* [Текст страницы]

********

Библиотека в кармане -русские авторы

         

Набоков Владимир - О Ходасевиче


Владимир Набоков
О Ходасевиче (эссе)
Крупнейший поэт нашего времени, литературный потомок
Пушкина по тютчевской линии, он останется гордостью русской
поэзии, пока жива последняя память о ней. Его дар тем более
разителен, что полностью развит в годы отупения нашей
словесности, когда революция аккуратно разделила поэтов на штат
штатных оптимистов и заштатных пессимистов, на тамошних
здоровяков и здешних ипохондриков, причем получился разительный
парадокс: внутри России действует внешний заказ, вне России --
внутренний. Правительственная воля, беспрекословно требующая
ласково-литературного внимания к трактору или парашюту, к
красноармейцу или полярнику, т. е. некой внешности мира,
значительно могущественнее, конечно, наставления здешнего,
обращенного к миру внутреннему, едва ощутимого для слабых,
презираемого сильными, побуждавшего в двадцатых годах к
рифмованной тоске по ростральной колонне, а ныне дошедшего до
религиозных забот, не всегда глубоких, не всегда искренних.

********

* [Задание] По какой линии, согласно эссе о Ходасевиче, поэт приходится литературным потомком Пушкину?

(Фрагмент файла данных)
********

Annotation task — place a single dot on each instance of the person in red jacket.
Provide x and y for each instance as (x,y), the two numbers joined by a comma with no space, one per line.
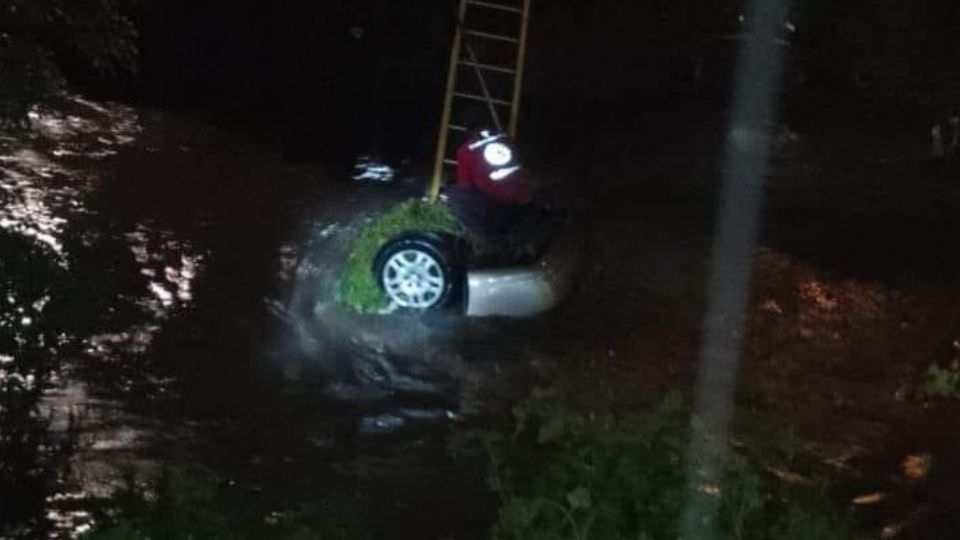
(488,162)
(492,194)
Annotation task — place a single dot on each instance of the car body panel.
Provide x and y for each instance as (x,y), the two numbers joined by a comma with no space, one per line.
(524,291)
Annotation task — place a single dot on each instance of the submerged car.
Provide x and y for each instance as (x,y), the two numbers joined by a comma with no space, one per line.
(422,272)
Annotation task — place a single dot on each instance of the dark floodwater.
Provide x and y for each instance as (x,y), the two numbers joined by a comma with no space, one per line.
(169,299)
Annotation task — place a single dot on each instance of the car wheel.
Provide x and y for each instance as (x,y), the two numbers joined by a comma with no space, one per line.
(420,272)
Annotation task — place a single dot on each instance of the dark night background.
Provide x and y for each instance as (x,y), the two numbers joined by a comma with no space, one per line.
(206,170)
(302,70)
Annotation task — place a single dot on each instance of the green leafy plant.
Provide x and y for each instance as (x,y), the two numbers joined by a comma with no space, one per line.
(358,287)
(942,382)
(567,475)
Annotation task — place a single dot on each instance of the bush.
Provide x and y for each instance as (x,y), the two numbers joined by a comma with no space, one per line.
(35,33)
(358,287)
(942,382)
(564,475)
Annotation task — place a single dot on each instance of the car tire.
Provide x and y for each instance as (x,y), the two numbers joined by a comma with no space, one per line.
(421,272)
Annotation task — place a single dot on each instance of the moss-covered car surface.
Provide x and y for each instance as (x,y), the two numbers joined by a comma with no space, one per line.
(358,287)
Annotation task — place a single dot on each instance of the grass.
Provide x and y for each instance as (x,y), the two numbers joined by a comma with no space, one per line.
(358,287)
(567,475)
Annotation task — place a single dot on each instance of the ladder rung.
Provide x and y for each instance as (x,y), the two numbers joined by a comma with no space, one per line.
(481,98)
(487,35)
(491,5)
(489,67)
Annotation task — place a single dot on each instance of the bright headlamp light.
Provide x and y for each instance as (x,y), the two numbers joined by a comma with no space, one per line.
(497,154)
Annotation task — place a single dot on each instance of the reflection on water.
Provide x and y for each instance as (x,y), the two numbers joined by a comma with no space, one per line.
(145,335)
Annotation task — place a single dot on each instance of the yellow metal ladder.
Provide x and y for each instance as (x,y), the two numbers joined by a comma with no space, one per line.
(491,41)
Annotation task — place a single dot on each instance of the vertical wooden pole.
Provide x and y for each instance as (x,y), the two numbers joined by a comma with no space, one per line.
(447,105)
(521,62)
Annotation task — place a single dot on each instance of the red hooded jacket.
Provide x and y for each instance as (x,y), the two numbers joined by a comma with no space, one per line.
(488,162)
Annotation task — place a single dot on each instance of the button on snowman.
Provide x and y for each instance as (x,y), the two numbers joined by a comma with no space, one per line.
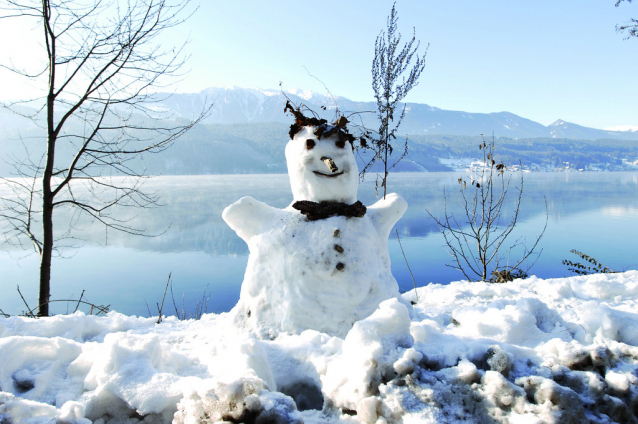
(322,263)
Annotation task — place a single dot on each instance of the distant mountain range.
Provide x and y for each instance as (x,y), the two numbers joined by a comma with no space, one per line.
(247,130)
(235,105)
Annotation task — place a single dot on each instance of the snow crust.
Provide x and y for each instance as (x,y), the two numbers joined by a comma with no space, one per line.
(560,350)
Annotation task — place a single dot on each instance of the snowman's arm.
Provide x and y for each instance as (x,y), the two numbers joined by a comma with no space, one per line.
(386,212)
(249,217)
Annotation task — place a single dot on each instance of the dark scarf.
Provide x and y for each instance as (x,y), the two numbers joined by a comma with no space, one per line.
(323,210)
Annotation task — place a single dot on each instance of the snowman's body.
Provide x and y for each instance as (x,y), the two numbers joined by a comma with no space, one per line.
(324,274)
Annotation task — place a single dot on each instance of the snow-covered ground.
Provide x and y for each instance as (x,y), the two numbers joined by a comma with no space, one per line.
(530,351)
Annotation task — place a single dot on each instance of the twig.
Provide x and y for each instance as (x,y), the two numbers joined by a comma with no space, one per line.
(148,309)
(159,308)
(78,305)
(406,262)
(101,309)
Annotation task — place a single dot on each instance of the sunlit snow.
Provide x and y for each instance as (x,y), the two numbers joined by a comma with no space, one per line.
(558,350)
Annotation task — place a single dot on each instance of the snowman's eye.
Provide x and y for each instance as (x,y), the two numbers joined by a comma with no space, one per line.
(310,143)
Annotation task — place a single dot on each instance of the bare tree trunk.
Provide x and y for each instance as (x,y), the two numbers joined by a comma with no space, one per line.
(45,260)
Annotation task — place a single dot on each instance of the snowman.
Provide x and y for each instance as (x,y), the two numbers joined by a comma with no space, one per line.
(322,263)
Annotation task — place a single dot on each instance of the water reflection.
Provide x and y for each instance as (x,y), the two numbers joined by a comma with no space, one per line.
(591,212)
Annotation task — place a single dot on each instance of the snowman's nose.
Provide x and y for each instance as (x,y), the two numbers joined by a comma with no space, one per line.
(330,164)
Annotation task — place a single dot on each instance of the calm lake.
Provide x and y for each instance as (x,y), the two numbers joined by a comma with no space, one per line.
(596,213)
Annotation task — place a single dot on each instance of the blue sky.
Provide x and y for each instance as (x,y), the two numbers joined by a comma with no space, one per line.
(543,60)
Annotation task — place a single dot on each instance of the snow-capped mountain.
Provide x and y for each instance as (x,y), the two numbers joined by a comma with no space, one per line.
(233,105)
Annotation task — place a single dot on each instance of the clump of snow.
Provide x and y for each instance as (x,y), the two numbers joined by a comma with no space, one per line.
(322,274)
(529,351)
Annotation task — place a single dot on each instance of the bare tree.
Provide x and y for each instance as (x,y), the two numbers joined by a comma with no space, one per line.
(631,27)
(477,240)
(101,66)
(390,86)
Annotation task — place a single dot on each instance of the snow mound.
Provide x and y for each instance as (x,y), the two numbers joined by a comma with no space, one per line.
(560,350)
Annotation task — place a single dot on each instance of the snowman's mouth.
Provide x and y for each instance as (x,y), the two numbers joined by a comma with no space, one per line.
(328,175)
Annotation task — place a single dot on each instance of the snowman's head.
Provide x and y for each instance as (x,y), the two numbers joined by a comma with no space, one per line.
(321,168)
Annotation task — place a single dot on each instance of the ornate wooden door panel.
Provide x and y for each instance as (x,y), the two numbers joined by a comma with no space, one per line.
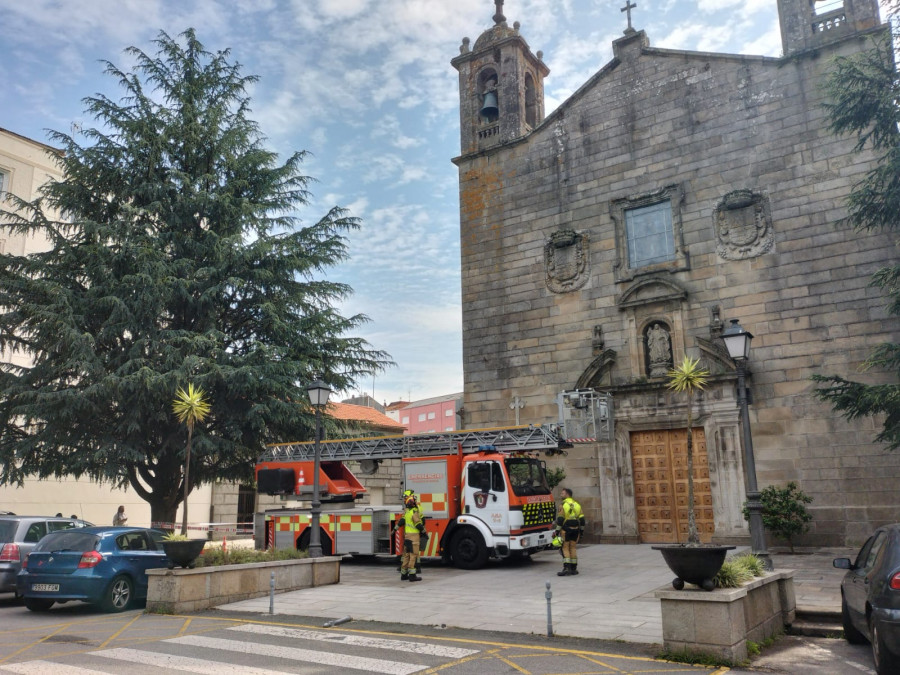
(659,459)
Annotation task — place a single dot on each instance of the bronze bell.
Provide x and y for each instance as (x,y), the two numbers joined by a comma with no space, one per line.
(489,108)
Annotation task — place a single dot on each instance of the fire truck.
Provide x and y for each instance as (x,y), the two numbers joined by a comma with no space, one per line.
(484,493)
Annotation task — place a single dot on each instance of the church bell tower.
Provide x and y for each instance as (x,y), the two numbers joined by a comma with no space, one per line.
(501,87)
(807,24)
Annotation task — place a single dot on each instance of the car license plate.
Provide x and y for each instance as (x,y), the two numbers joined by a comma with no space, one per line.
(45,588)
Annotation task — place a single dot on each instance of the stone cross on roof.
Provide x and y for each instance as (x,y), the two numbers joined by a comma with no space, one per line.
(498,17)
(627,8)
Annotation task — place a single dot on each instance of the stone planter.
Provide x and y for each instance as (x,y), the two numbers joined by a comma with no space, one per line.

********

* [Решение задачи] По тютчевской линии.